Indonesia dan Malaysia, yang rutin termasuk di antara negara-negara yang memimpin dalam hilangnya wilayah hutan terbesar setiap tahun di dunia, sama-sama kehilangan lebih sedikit hutan primer dibandingkan dengan tahun sebelumnya untuk tahun kelima pada 2021, menurut data terbaru.
World Resource Institute (WRI) yang berbasis di AS dan merilis data terbaru mengenai hilangnya hutan global bulan lalu, menyebut negara-negara Asia Tenggara itu menyambut baik “pengecualian” dalam apa yang merupakan tahun suram bagi hutan di seluruh dunia. Namun, WRI dan pihak-pihak lain memperingatkan bahwa sejumlah kekuatan yang kian besar dapat menyebabkan hilangnya lagi wilayah hutan di kedua negara itu dalam beberapa tahun mendatang.
Menurut WRI, Indonesia kehilangan sekitar 203 ribu hektare hutan primer tahun lalu, turun dari 270 ribu hektare pada tahun sebelumnya, dan jauh di bawah puncaknya, 929 ribu hektare, yang tercatat pada 2016. Sementara itu hutan primer yang hilang di Malaysia turun dari sekitar 73 ribu hektare pada 2020 menjadi 72 ribu hektare tahun lalu.
Kehilangan ini jauh lebih sedikit dibandingkan dengan yang dialami Brazil, di mana 1,55 juta hektare hutan primer lenyap tahun lalu.
Hutan-hutan di Asia Tenggara, khususnya di Indonesia, masih penting dalam perang global melawan perubahan iklim, kata Elizabeth Goldman, manajer riset senior WRI.
“Hutan menyimpan dan menyerap karbon, dan ketika hutan-hutan ini ditebang atau dibakar atau terdegradasi, maka karbon yang tersimpan di dalam hutan – di kayu, daun dan semua biomassa – dapat dilepaskan ke atmosfer sebagai emisi. Dan Indonesia masih memiliki banyak hutan primer yang lembab … Indonesia memiliki hutan primer terbesar ketiga … di kawasan tropis,” katanya kepada VOA.

(Data Tersimpan):
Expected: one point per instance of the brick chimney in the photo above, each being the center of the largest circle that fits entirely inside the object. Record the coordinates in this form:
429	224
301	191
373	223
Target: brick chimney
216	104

(Tugas Anda):
- a) Jawab pertanyaan berikut berdasarkan artikel tentang hilangnya hutan.
(i) Berapa luas hutan primer yang hilang di Indonesia pada puncaknya tahun 2016?
(ii) Berapa luas hutan primer yang lenyap di Brazil tahun lalu?
(iii) Apa jabatan Elizabeth Goldman di WRI?
- b) Ubah bagian artikel tentang hilangnya hutan dari "Menurut WRI, Indonesia" sampai "riset senior WRI." dengan mengganti "Brazil" menjadi "Brasil", lalu tuliskan kembali bagian itu.
- c) Tuliskan lanjutan artikel tentang hilangnya hutan, dimulai setelah kalimat terakhirnya.
Baris-baris itu adalah bahan tersendiri yang terpisah dari artikel tentang hilangnya hutan.

(Hasil Berurutan):
- a)
(i) 929 ribu hektare.
(ii) 1,55 juta hektare.
(iii) Manajer riset senior.

- b)
Menurut WRI, Indonesia kehilangan sekitar 203 ribu hektare hutan primer tahun lalu, turun dari 270 ribu hektare pada tahun sebelumnya, dan jauh di bawah puncaknya, 929 ribu hektare, yang tercatat pada 2016. Sementara itu hutan primer yang hilang di Malaysia turun dari sekitar 73 ribu hektare pada 2020 menjadi 72 ribu hektare tahun lalu.
Kehilangan ini jauh lebih sedikit dibandingkan dengan yang dialami Brasil, di mana 1,55 juta hektare hutan primer lenyap tahun lalu.
Hutan-hutan di Asia Tenggara, khususnya di Indonesia, masih penting dalam perang global melawan perubahan iklim, kata Elizabeth Goldman, manajer riset senior WRI.

- c)
Hutan hujan primer di kawasan tropis, hutan tua yang sebagian besar tak tersentuh oleh aktivitas manusia, adalah sebagian di antara ekosistem paling kaya karbon dan keanekaragaman hayati di dunia.
Itu sebabnya mengapa berkurangnya wilayah hutan yang lenyap di Indonesia dan Malaysia sangat membesarkan hati, kata Goldman, bukan hanya bagi mereka, tetapi sebagai teladan bagi negara-negara lain.
“Ketika sebuah negara melihat hilangnya wilayah hutan berkurang selama satu atau dua tahun, kami selalu merasa optimistis dengan berhati-hati, karena dapat saja ada fluktuasi data. Tetapi penurunan lima tahun berturutan menurut saya merupakan alasan untuk merayakannya dan menunjukkan bahwa segala sesuatunya berjalan baik, terutama di Indonesia,” lanjutnya.
WRI mengaitkan gabungan antara kebijakan pemerintah dan komitmen perusahaan atas keberhasilan yang diraih Indonesia dan Malaysia.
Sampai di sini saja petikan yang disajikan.